# [INSTRUCTIONS TO FOLLOW]
Go through the records below and copy out every line holding "lamp".

[Collection entries]
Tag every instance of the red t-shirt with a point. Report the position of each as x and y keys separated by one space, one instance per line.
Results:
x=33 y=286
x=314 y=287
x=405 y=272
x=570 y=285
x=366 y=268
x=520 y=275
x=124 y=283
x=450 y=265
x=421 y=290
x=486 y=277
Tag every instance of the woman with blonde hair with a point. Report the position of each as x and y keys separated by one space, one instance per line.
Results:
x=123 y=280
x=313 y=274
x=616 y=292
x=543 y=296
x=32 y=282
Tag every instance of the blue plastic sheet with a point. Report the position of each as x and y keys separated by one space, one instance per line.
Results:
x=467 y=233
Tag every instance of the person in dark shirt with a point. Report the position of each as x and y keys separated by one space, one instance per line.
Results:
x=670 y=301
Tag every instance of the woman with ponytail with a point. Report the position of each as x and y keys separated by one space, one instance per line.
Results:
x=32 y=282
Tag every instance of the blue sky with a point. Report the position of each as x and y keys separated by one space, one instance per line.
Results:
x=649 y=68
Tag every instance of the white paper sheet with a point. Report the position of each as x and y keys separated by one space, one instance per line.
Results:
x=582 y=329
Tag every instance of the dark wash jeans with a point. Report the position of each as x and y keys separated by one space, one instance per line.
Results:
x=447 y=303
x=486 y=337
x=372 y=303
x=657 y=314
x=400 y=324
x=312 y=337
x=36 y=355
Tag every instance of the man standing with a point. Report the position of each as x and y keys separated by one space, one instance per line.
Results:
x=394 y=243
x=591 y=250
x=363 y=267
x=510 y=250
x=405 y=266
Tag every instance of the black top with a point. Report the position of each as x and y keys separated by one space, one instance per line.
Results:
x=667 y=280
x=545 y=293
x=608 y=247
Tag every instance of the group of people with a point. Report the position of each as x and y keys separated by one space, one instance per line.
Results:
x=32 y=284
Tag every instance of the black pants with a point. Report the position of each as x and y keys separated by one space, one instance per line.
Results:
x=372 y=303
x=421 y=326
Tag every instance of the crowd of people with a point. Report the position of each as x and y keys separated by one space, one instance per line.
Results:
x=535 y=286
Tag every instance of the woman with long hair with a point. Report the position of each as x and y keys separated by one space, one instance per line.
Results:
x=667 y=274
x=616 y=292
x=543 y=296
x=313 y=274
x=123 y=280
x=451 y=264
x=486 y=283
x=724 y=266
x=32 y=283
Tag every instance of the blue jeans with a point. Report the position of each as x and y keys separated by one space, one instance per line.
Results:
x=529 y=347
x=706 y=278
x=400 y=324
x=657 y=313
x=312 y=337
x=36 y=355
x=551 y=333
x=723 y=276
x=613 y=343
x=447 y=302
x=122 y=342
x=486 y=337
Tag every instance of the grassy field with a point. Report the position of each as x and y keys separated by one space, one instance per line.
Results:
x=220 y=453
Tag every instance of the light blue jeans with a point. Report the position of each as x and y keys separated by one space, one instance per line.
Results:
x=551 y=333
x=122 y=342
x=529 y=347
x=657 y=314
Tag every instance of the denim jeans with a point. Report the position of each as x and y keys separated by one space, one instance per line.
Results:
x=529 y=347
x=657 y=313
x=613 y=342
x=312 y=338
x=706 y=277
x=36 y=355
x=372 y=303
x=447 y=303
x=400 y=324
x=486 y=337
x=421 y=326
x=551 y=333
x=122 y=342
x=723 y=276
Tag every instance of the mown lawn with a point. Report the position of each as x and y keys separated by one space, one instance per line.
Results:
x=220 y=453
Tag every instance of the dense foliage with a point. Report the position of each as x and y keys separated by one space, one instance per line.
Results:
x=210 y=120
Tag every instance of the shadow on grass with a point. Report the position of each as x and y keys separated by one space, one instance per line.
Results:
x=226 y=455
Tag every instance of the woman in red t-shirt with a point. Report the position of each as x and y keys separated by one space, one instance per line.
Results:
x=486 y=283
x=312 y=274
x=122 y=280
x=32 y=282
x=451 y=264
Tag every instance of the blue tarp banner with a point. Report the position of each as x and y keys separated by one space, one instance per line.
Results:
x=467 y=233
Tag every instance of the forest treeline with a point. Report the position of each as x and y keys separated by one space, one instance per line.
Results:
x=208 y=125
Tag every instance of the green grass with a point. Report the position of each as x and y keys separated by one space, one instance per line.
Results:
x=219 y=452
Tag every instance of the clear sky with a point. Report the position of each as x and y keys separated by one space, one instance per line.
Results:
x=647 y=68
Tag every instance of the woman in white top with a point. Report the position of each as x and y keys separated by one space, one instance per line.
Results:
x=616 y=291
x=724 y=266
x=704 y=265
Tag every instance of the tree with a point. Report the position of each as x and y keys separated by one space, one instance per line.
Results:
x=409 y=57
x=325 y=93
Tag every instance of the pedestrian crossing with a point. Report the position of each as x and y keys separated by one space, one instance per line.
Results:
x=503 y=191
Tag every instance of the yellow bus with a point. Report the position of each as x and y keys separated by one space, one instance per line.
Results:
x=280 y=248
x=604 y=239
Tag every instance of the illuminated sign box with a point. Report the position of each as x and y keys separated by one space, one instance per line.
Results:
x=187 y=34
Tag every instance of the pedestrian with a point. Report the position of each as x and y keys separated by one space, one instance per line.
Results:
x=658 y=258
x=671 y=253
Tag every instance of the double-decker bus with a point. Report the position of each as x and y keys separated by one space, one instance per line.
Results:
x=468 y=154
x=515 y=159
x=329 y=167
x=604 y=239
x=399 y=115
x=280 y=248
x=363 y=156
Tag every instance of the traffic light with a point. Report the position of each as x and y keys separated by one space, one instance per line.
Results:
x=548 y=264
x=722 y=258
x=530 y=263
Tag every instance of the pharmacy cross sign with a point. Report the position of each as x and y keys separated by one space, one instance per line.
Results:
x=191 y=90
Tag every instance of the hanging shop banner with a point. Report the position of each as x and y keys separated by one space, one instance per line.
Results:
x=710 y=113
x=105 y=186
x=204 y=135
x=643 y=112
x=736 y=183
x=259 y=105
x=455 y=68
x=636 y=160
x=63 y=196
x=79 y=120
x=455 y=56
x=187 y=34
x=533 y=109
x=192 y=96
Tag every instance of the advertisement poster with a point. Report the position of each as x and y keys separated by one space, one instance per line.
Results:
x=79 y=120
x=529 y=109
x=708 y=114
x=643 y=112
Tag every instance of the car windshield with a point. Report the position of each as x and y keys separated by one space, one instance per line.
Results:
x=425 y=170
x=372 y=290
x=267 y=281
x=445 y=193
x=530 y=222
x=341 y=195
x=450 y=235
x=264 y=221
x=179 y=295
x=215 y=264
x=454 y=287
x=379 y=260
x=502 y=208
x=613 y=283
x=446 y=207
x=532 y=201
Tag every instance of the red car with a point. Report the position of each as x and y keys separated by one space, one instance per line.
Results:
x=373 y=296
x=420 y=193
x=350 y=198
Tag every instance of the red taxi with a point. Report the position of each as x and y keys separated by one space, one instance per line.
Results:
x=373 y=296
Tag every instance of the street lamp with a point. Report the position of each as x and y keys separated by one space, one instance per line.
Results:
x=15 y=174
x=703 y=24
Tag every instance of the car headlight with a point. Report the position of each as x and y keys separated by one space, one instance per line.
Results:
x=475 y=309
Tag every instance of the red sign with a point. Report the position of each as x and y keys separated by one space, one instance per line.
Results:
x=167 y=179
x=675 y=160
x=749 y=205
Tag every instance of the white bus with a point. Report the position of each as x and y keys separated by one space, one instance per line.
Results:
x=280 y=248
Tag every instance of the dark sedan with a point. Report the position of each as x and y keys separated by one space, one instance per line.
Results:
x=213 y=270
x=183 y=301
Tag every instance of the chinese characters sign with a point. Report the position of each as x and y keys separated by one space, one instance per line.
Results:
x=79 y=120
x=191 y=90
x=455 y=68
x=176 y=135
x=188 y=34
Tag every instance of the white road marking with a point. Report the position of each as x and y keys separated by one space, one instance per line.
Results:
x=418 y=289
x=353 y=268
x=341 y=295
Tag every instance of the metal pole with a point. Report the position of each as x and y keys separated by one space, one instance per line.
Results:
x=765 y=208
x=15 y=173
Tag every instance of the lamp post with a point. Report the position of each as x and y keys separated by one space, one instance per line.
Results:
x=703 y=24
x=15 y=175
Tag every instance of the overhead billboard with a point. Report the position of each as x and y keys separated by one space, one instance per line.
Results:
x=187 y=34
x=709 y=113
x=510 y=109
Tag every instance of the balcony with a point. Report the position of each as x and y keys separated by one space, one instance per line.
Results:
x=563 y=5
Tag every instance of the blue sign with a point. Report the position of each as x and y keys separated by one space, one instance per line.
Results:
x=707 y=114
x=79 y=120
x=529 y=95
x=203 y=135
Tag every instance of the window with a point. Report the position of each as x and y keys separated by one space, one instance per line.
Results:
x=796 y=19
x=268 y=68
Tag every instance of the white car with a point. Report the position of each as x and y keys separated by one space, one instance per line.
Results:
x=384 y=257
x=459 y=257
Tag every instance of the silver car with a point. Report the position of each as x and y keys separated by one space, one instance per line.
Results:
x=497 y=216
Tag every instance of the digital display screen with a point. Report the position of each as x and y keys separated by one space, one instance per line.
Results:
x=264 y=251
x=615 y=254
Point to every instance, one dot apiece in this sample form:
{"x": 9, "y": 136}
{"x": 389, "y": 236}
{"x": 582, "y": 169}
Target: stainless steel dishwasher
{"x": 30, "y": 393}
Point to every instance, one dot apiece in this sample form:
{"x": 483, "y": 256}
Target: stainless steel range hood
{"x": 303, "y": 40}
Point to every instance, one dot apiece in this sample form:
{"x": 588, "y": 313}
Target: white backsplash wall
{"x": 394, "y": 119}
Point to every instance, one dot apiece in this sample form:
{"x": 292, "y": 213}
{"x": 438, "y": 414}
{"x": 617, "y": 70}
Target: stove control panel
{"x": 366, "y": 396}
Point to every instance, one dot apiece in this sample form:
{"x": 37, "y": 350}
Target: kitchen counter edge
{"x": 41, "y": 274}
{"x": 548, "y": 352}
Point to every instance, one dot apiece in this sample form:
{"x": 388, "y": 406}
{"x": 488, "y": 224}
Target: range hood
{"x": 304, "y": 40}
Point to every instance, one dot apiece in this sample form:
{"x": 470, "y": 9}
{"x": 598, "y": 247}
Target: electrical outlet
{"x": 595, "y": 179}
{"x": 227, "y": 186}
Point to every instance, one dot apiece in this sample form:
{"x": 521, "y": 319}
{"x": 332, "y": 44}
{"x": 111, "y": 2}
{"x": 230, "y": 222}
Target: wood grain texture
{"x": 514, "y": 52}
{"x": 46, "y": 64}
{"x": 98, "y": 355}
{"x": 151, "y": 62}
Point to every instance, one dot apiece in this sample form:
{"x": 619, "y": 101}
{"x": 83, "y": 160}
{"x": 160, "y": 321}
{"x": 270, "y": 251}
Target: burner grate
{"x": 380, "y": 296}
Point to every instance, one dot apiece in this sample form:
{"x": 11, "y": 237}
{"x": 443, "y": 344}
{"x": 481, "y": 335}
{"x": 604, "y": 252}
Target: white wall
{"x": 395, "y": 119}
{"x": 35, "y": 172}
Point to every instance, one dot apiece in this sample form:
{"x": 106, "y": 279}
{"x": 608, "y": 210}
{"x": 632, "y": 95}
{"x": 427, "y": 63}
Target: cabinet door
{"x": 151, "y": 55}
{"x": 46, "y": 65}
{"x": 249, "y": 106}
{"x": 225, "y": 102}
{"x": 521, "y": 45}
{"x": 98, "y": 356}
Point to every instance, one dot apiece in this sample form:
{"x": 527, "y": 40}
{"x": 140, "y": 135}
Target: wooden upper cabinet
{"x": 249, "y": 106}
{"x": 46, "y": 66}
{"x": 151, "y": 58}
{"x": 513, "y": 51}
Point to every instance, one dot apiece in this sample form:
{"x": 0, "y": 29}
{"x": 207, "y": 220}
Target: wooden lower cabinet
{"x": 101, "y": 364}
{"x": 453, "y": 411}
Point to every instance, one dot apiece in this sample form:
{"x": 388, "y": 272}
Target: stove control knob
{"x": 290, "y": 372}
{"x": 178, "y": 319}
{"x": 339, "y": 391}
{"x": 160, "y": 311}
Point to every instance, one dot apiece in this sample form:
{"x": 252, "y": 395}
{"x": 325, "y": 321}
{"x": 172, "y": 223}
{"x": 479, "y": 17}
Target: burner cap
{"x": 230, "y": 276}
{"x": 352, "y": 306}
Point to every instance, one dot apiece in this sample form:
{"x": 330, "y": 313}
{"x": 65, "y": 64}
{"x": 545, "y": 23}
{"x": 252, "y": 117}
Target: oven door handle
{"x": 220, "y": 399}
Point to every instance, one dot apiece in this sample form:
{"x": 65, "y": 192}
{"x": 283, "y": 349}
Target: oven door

# [THE COMPLETED TASK]
Tag every instance of the street lamp with a point. Report the position of each as x and y keys separated by one space, one instance per line.
Tag every instance of the lamp post with a point. Report the position of each as x and y keys separated by one space, one instance per line.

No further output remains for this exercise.